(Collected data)
## BEGIN

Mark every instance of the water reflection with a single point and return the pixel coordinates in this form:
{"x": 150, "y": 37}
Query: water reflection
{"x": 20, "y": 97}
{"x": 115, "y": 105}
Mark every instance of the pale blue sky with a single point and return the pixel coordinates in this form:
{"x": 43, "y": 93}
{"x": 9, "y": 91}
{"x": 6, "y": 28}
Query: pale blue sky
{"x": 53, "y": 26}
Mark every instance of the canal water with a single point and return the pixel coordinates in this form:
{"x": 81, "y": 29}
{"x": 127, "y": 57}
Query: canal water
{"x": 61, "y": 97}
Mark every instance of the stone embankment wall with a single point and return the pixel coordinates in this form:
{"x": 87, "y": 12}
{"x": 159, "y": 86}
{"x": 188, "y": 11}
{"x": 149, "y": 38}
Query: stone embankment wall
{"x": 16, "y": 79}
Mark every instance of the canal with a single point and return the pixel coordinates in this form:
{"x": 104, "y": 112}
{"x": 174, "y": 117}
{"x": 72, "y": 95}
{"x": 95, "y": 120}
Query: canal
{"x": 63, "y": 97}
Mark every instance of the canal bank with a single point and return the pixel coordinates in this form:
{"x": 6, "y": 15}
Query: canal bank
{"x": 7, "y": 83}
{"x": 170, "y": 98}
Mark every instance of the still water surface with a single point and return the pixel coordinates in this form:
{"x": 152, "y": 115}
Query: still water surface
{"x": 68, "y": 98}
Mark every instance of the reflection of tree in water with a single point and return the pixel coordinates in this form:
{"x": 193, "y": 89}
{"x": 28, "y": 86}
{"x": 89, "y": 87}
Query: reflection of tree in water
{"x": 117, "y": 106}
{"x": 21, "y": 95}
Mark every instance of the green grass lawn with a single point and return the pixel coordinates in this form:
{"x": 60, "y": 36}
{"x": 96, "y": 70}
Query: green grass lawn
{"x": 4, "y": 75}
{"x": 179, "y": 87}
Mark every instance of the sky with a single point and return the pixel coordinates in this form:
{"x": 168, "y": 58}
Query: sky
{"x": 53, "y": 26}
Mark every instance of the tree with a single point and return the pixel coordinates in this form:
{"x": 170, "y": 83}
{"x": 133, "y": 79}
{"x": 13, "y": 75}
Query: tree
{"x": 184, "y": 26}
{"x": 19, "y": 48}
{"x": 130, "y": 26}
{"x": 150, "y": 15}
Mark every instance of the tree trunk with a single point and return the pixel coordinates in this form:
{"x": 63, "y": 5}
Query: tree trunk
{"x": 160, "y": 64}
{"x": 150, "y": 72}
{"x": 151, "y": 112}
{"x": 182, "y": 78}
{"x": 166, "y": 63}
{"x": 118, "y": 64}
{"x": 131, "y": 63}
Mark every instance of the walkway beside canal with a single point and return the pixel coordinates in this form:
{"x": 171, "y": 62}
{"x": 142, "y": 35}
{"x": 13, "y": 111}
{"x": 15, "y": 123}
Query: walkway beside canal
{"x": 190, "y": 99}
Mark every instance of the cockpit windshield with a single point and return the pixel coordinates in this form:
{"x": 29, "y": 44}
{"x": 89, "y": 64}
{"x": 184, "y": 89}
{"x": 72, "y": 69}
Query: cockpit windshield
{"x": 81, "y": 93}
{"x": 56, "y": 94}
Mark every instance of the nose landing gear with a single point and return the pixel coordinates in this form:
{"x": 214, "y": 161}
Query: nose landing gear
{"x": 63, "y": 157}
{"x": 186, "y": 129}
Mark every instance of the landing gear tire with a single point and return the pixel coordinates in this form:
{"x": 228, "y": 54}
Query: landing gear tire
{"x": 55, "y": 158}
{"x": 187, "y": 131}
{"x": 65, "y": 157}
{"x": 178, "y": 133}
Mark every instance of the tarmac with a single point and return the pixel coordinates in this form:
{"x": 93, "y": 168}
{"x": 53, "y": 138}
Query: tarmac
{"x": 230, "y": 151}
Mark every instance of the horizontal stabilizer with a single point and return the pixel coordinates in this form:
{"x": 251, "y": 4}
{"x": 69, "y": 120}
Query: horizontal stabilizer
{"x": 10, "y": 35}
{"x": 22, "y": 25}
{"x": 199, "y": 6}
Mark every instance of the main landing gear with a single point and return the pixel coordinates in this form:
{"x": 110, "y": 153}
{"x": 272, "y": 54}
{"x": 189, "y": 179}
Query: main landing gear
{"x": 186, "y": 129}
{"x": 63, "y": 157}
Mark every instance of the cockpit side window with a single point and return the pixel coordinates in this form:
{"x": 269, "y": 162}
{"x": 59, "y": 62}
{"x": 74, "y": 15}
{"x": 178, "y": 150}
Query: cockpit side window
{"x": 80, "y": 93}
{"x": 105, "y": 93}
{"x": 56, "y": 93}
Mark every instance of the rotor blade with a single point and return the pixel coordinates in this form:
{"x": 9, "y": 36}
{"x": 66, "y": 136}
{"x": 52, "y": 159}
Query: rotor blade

## END

Work instructions.
Set down the entries above again, word for word.

Response to the task.
Mark every instance of the water reflection with a single point and return the pixel coordinates in this form:
{"x": 150, "y": 37}
Query: water reflection
{"x": 20, "y": 97}
{"x": 115, "y": 105}
Mark every instance of the pale blue sky with a single point and return the pixel coordinates in this form:
{"x": 43, "y": 93}
{"x": 9, "y": 91}
{"x": 6, "y": 28}
Query: pale blue sky
{"x": 53, "y": 26}
Mark every instance of the canal water with a single point and return the pixel coordinates in this form:
{"x": 81, "y": 29}
{"x": 127, "y": 57}
Query: canal water
{"x": 61, "y": 97}
Mark every instance of the stone embankment wall with a single point and return the pixel coordinates in this form:
{"x": 87, "y": 12}
{"x": 159, "y": 86}
{"x": 188, "y": 11}
{"x": 149, "y": 38}
Query: stone embankment wall
{"x": 16, "y": 79}
Mark every instance of the canal with a single point and return the pixel coordinates in this form:
{"x": 104, "y": 112}
{"x": 174, "y": 117}
{"x": 72, "y": 95}
{"x": 95, "y": 120}
Query: canal
{"x": 63, "y": 97}
Mark every instance of the canal bank with a single point and return the pixel coordinates in this form:
{"x": 6, "y": 15}
Query: canal bank
{"x": 7, "y": 83}
{"x": 170, "y": 98}
Mark every instance of the still water surface with a single point and return the pixel coordinates in this form:
{"x": 152, "y": 115}
Query: still water surface
{"x": 68, "y": 98}
Mark every instance of the reflection of tree in water with a single point and return the pixel coordinates in this form:
{"x": 193, "y": 89}
{"x": 28, "y": 86}
{"x": 89, "y": 87}
Query: reflection of tree in water
{"x": 117, "y": 106}
{"x": 21, "y": 95}
Mark every instance of the green grass lawn with a single point and return the pixel coordinates in this form:
{"x": 60, "y": 36}
{"x": 96, "y": 70}
Query: green grass lawn
{"x": 4, "y": 75}
{"x": 179, "y": 87}
Mark every instance of the sky with a single point and return the pixel coordinates in this form:
{"x": 168, "y": 58}
Query: sky
{"x": 53, "y": 26}
Mark every instance of the tree with a single point and return the pixel coordinates in this form:
{"x": 170, "y": 83}
{"x": 133, "y": 79}
{"x": 13, "y": 75}
Query: tree
{"x": 184, "y": 26}
{"x": 19, "y": 48}
{"x": 130, "y": 26}
{"x": 150, "y": 15}
Mark every instance of the tree trunk with a single point and return the pixel coordinates in this form:
{"x": 63, "y": 5}
Query: tree trunk
{"x": 160, "y": 64}
{"x": 150, "y": 72}
{"x": 151, "y": 112}
{"x": 182, "y": 78}
{"x": 166, "y": 63}
{"x": 118, "y": 64}
{"x": 131, "y": 63}
Mark every instance of the walkway beside canal with a single point and return the pixel coordinates in this form:
{"x": 171, "y": 62}
{"x": 142, "y": 35}
{"x": 13, "y": 111}
{"x": 15, "y": 123}
Query: walkway beside canal
{"x": 190, "y": 99}
Mark every instance of the cockpit windshield with a single point and return the pixel coordinates in this form:
{"x": 29, "y": 44}
{"x": 89, "y": 64}
{"x": 184, "y": 89}
{"x": 72, "y": 69}
Query: cockpit windshield
{"x": 81, "y": 93}
{"x": 56, "y": 94}
Mark every instance of the nose landing gear with a single point and return the pixel coordinates in this form:
{"x": 214, "y": 161}
Query: nose landing gear
{"x": 63, "y": 157}
{"x": 186, "y": 129}
Mark every instance of the landing gear tire with a single point and return the pixel coordinates in this form:
{"x": 228, "y": 54}
Query: landing gear tire
{"x": 55, "y": 158}
{"x": 187, "y": 131}
{"x": 65, "y": 157}
{"x": 178, "y": 133}
Mark every instance of the tarmac with a single point and return the pixel coordinates in this form:
{"x": 93, "y": 168}
{"x": 53, "y": 138}
Query: tarmac
{"x": 230, "y": 151}
Mark every instance of the horizontal stabilizer with a single point and return the pixel coordinates in this form:
{"x": 251, "y": 4}
{"x": 69, "y": 120}
Query: horizontal stabilizer
{"x": 10, "y": 35}
{"x": 22, "y": 25}
{"x": 199, "y": 6}
Mark every instance of the main landing gear with a single point and return the pixel coordinates in this form:
{"x": 110, "y": 153}
{"x": 272, "y": 54}
{"x": 189, "y": 179}
Query: main landing gear
{"x": 186, "y": 129}
{"x": 63, "y": 157}
Mark every instance of the cockpit side window with a single point and return the pixel coordinates in this form:
{"x": 269, "y": 162}
{"x": 59, "y": 62}
{"x": 74, "y": 15}
{"x": 178, "y": 150}
Query: cockpit side window
{"x": 80, "y": 93}
{"x": 105, "y": 93}
{"x": 56, "y": 93}
Mark every instance of the rotor blade with a single point and return the pixel coordinates in this form:
{"x": 9, "y": 36}
{"x": 66, "y": 136}
{"x": 52, "y": 159}
Query: rotor blade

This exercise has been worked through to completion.